**TASK PROMPT**
Lay out as a numbered list the part of the items that opens with the line containing "Every instance of the thin" and closes with the line containing "pixel 501 313", both lines included. Leave out blank lines and everything outside that part.
* Start RECORDS SUPPLIED *
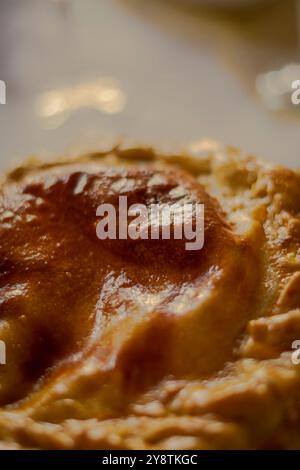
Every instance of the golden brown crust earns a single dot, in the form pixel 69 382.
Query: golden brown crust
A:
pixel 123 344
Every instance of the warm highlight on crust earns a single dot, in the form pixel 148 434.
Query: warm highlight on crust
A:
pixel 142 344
* End RECORDS SUPPLIED *
* Start RECORDS SUPPLIED *
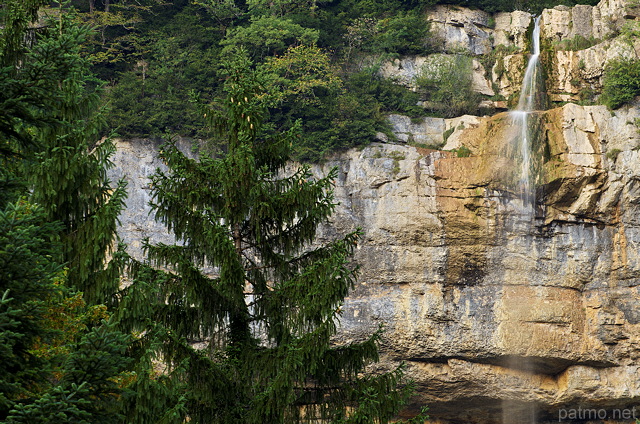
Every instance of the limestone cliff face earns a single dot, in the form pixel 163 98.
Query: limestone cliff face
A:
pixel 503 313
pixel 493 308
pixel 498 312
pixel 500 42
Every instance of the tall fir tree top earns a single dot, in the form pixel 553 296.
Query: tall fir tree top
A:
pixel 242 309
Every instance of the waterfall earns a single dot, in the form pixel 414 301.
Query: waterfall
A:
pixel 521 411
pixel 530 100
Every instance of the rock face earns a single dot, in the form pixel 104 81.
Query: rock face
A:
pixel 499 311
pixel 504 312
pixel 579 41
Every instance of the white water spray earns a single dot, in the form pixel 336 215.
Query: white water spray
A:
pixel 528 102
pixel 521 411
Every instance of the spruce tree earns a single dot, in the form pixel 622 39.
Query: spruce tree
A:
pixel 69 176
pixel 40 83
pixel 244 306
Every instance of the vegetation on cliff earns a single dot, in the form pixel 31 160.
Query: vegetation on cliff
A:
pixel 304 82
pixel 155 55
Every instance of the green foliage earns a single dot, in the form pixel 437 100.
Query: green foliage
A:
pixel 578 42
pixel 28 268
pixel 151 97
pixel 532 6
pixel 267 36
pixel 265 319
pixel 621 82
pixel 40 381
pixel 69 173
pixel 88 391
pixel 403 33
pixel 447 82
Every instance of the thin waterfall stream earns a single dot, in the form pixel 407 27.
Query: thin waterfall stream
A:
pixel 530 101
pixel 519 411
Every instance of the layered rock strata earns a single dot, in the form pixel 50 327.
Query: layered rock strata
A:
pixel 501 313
* End RECORDS SUPPLIED *
* Start RECORDS SUPPLIED *
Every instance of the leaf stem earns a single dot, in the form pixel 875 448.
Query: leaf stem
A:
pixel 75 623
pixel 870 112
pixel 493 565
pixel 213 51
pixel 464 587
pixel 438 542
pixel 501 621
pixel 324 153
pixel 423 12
* End RECORDS SUPPLIED *
**ANSWER TO THE EXERCISE**
1. Every instance of the thin waterfall stream earns a single dot, in the form pixel 407 27.
2. Query: thin waterfall stream
3. A:
4. pixel 530 101
5. pixel 519 411
6. Every instance of the layered rock strata earns a single dot, in the form pixel 50 327.
7. Query: layered rock strata
8. A:
9. pixel 501 313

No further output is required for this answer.